--- start Excerpted passage ---
W3C home > Mailing lists > Public > public-rdf-in-xhtml-tf@w3.org > April 2009

Re: Are RDFa parsers responsible for URL-encoding values when generating URLs?

From: Shane McCarron <shane@aptest.com>
Date: Tue, 07 Apr 2009 08:14:31 -0500
Message-ID: <49DB51B7.60204@aptest.com>
To: Manu Sporny <msporny@digitalbazaar.com>
CC: RDFa mailing list <public-rdf-in-xhtml-tf@w3.org>


Manu Sporny wrote:
> Ben Adida wrote:
>   
>> Manu Sporny wrote:
>>     
>>> If there are no objections, I can create a test case to ensure that
>>> percent-encoding is performed before the RDFa parser generates a triple.
>>>       
>> I'm not opposed to this, but... isn't our SPARQL approach to testing
>> already doing this effectively? Or are you saying that there are no
>> tests with spaces and you want to add one?
>>     
>
> I'm saying the second one... and if so, would this XHTML:
>
> <base href="http://www.example.org/"></base>
> ...
> <div about="Milan Marriott" typeof="foaf:Person">...</div>
>
> cause the RDFa parser to generate this as the subject (Subject A):
>
> http://www.example.org/Milan+Marriott
>
> or this (Subject B):
>
> http://www.example.org/Milan%20Marriott
>
> ... and if (Subject B) is what should be generated, is (Subject A) still
> valid output for the RDFa parser?
>   
I was originally confused about the issue you were raising... sorry.  In 
the case of attributes that create subjects or objects by URI - such as 
@about, @resource, @src, or @href, the datatype of the attribute is the 
authority.  Looking at RDFa I see that the relevant portion of the 
datatype for those attributes is URI.  The URI datatype permits but 
discourages the use of whitespace unless %20 encoded.   [1] 

So basically I think that it is beyond the scope of our specifications 
to say anything about how absolute URIs are created from relative URIs.  
We already defer to the normative specifications and we should continue 
to do so.  That specification [2] doesn't appear to permit the syntax in 
(Subject A) so in terms of your implementation.... I personally would 
never generate that.
--- end Excerpted passage ---
• Actions to take:
• A. Which attributes does the RDFa URL-encoding reply name as creating subjects or objects by URI?
• B. In the RDFa URL-encoding reply, what does the URI datatype allow regarding whitespace?
• C. Continue the mailing-list reply on RDFa URL encoding from its last sentence.
--- start Source material ---
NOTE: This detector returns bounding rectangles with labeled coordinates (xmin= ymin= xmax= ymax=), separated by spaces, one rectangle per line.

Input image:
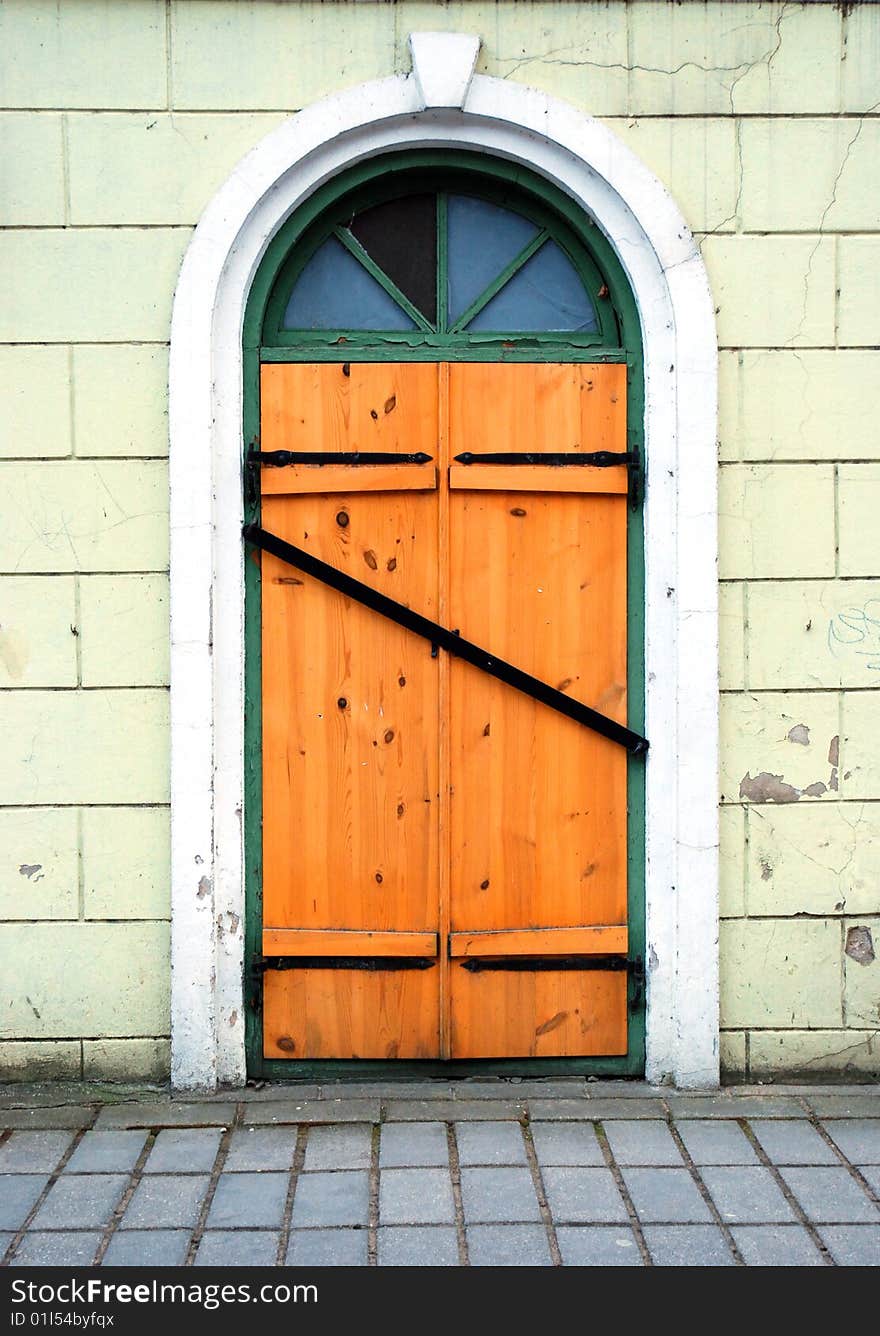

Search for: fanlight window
--- end Source material ---
• Answers to each task:
• A. @about, @resource, @src, @href

• B. It permits whitespace but discourages it unless it is %20 encoded.

• C.
[1] http://www.w3.org/TR/xmlschema-2/#anyURI
[2] http://www.ietf.org/rfc/rfc3986.txt

> We should follow the encoding rules in RFC 3986[1], but this leads to a
> number of URI canonicalization issues, doesn't it? What you do and don't
> encode depends on the URI scheme... but we don't want to over-complicate
> RDFa parser implementation.
>
> Also, in practice - ASP Server's URLEncode() function would encode it as:
>
> http://www.example.org/Milan+Marriott
>
> while Javascript's encodeURI() would do this:
>
> http://www.example.org/Milan%20Marriott
>
> Do we state that easing URL normalization/canonicalization is a complex
> problem not covered by RDFa and which should be handled at a higher
> level, or do we specify some guidance when encoding values (such as
> "SHOULD percent encode ...", or "SHOULD NOT percent encode ...")?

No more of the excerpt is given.